Material provided -
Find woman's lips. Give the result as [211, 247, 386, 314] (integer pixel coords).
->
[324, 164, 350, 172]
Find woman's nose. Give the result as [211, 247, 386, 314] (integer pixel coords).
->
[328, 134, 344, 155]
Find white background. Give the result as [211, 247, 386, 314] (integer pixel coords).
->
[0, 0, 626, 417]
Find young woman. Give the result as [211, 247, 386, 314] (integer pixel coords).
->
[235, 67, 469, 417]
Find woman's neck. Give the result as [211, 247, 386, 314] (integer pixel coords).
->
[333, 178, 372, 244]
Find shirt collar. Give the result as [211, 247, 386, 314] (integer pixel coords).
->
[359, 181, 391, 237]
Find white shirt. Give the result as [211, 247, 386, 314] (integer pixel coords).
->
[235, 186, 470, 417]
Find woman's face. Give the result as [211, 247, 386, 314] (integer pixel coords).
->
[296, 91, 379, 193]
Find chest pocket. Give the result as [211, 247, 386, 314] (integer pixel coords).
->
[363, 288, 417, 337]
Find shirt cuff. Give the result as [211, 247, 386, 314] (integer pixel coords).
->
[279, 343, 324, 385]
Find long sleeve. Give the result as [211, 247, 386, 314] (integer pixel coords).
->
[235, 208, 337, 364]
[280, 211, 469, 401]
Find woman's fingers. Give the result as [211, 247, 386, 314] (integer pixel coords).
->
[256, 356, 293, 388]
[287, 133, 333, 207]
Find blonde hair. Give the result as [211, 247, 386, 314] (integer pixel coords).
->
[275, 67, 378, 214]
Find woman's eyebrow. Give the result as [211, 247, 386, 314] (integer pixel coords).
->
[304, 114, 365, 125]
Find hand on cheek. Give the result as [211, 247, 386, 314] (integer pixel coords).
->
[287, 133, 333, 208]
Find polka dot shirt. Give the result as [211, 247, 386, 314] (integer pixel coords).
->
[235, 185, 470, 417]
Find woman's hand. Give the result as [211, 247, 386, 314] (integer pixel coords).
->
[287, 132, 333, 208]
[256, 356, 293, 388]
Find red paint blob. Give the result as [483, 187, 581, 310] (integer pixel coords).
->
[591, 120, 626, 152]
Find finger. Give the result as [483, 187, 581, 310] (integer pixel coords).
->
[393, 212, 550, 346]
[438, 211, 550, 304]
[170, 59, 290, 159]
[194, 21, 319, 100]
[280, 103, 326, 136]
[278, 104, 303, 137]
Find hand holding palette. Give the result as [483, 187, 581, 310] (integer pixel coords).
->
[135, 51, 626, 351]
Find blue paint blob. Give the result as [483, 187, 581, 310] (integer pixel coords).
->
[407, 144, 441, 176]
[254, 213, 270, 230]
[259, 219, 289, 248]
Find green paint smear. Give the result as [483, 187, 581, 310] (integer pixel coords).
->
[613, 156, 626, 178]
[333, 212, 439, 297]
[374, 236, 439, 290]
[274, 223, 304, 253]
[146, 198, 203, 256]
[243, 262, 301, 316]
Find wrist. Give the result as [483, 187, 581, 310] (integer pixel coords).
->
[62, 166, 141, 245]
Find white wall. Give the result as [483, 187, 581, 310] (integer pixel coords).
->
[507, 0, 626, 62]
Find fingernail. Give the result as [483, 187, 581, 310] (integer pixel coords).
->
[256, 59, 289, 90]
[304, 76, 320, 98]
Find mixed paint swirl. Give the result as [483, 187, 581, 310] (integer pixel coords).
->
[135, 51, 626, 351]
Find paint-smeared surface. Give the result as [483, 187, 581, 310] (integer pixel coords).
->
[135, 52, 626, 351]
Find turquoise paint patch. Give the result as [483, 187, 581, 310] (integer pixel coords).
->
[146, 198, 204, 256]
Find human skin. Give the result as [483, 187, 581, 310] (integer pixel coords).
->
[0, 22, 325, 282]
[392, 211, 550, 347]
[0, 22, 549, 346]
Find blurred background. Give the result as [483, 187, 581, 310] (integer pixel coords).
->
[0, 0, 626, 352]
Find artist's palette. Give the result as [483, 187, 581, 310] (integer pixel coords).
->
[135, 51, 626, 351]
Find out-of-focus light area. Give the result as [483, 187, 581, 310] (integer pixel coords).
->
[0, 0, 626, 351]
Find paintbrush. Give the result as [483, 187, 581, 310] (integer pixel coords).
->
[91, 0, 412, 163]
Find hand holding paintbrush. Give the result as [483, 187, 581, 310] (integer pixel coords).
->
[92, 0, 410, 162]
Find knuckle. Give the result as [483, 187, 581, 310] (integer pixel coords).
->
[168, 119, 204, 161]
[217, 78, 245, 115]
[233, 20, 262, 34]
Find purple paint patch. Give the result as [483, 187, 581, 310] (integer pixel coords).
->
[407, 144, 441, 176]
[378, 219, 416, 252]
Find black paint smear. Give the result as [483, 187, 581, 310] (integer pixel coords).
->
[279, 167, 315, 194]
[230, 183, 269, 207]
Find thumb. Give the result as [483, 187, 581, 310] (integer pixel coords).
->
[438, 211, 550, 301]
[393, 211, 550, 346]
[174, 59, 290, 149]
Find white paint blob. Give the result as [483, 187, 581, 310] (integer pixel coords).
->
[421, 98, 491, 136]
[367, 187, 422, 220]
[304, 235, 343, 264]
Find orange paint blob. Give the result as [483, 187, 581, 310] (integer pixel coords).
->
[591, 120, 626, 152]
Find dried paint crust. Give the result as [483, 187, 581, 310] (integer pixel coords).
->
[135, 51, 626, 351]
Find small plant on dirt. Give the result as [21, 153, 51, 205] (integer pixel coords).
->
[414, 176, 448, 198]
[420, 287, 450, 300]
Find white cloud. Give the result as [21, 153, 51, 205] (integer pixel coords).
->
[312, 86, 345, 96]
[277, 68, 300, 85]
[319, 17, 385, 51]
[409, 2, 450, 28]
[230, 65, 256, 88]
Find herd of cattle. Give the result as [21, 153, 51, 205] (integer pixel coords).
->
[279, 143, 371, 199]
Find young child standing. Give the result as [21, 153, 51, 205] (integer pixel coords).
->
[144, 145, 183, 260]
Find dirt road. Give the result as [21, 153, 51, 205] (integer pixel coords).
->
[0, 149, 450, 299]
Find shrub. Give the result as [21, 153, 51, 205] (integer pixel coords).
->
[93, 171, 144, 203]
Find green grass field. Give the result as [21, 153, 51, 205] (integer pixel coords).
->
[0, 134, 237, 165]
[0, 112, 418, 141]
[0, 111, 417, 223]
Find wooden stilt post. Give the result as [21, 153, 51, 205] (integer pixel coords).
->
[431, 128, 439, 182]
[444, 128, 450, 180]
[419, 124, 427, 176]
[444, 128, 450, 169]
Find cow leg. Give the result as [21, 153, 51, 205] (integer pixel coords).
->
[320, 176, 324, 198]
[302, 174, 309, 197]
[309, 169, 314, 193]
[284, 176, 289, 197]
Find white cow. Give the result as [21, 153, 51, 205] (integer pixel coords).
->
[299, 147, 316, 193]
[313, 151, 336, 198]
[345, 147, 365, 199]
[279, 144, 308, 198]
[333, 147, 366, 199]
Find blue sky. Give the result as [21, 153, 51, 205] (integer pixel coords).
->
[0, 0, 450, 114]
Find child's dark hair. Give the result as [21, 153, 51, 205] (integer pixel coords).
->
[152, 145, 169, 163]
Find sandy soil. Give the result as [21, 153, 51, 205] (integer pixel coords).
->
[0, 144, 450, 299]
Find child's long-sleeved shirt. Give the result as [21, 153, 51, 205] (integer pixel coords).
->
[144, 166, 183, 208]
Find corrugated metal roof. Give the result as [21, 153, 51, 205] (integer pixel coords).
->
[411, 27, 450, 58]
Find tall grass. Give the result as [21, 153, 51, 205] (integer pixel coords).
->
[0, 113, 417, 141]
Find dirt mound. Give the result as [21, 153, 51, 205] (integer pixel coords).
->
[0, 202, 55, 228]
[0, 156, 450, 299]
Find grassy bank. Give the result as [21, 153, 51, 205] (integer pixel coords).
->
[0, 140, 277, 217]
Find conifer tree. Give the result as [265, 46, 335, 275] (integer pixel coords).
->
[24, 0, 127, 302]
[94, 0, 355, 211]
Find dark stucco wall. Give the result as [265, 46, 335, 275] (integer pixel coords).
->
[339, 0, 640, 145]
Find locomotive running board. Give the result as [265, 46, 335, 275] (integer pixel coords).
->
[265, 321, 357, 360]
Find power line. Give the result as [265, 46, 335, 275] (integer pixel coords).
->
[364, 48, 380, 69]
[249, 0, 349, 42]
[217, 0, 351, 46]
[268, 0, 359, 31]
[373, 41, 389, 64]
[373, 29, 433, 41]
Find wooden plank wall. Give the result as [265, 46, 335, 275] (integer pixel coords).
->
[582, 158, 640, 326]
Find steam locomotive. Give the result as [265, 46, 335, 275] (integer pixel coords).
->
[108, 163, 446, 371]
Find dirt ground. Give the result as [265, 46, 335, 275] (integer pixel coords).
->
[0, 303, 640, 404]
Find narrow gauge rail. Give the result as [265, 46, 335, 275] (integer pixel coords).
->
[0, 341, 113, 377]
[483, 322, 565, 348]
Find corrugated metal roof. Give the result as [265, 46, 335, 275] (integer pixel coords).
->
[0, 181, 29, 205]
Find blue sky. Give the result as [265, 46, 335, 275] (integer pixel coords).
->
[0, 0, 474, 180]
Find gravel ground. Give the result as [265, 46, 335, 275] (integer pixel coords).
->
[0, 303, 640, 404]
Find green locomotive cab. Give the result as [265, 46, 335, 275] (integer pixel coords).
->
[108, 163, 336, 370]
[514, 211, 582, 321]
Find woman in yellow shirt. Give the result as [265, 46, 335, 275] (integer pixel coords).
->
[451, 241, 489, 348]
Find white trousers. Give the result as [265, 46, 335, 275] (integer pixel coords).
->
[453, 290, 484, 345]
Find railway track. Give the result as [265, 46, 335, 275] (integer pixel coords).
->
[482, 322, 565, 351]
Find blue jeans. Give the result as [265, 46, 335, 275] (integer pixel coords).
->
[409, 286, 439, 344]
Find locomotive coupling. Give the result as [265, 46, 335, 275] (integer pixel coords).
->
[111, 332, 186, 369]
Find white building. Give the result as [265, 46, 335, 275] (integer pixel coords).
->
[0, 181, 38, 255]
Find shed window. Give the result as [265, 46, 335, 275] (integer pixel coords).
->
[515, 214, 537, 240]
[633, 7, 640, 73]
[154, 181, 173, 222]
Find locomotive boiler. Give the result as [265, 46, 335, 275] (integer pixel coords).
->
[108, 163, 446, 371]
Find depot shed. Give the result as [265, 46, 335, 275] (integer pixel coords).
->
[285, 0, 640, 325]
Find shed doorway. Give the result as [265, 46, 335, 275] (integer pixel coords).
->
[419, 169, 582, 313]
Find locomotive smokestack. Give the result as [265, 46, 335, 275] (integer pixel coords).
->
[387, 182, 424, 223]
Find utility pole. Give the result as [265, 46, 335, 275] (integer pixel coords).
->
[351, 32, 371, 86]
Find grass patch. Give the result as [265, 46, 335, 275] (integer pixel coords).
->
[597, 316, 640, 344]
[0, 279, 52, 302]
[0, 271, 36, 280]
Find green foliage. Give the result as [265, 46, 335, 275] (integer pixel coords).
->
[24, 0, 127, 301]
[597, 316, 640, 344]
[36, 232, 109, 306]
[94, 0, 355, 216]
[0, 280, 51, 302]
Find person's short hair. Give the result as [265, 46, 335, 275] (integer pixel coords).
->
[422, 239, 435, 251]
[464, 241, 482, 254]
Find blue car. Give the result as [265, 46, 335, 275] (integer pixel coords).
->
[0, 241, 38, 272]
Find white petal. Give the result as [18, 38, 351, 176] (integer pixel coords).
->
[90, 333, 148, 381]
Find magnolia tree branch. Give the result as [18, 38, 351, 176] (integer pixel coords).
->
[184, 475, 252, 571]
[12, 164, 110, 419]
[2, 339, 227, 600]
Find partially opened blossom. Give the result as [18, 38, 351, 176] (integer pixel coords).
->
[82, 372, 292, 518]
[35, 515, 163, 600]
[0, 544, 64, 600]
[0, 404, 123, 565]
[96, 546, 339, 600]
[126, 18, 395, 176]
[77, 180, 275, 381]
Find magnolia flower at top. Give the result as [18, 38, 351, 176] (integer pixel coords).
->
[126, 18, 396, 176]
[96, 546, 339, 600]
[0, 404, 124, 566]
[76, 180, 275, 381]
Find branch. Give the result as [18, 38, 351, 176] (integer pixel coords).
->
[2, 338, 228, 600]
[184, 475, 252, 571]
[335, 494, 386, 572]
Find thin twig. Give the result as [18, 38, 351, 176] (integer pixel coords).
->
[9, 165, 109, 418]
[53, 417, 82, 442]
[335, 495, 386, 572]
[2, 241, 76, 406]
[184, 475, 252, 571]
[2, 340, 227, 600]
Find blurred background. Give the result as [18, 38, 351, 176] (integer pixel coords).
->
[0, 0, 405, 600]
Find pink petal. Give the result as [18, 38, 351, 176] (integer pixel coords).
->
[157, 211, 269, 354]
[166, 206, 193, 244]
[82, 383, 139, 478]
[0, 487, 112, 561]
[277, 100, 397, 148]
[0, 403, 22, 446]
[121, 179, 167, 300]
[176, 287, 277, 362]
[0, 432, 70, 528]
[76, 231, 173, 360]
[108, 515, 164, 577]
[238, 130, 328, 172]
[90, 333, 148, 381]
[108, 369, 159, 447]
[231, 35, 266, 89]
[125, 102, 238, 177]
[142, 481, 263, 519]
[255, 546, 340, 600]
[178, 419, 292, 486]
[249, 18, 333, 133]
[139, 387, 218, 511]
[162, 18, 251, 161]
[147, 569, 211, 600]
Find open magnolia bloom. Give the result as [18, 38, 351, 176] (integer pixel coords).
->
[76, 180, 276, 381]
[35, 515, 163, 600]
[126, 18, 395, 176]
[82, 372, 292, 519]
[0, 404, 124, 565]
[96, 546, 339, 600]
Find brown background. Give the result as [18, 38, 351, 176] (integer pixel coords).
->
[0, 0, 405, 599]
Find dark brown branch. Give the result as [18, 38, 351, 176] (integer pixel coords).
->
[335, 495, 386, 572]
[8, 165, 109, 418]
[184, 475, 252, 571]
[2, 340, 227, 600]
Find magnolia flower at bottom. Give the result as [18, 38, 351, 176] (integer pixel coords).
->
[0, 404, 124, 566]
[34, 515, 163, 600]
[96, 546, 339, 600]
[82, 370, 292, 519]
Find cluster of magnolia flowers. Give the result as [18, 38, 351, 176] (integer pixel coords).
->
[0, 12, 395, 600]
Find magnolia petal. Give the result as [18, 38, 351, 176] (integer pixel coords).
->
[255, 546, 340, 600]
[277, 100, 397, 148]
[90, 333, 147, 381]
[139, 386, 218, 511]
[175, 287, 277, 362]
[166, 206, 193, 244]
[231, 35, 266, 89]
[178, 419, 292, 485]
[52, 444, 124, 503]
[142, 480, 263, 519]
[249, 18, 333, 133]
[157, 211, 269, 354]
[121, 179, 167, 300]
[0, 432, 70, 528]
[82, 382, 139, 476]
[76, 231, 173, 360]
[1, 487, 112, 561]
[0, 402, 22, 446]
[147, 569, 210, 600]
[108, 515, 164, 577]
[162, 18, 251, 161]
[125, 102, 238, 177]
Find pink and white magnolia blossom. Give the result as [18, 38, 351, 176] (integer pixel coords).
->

What the exercise asks -
Could you rewrite the lines starting at the one containing "Find green grass" and ending at the one containing "[284, 176, 289, 197]", with "cow leg" replaced by "cow hoof" and nothing else changed?

Expected answer -
Find green grass field. Give the result as [21, 153, 51, 205] (integer pixel coords).
->
[0, 134, 237, 165]
[0, 112, 418, 141]
[0, 111, 417, 223]
Find wooden stilt post. Give the result as [21, 153, 51, 205] (integer pixel coords).
->
[431, 128, 439, 182]
[444, 128, 450, 180]
[419, 124, 427, 176]
[444, 128, 450, 169]
Find cow hoof. Give the result as [21, 153, 51, 205] (integer pixel coords).
->
[320, 176, 324, 198]
[302, 174, 309, 197]
[309, 169, 314, 193]
[284, 176, 289, 197]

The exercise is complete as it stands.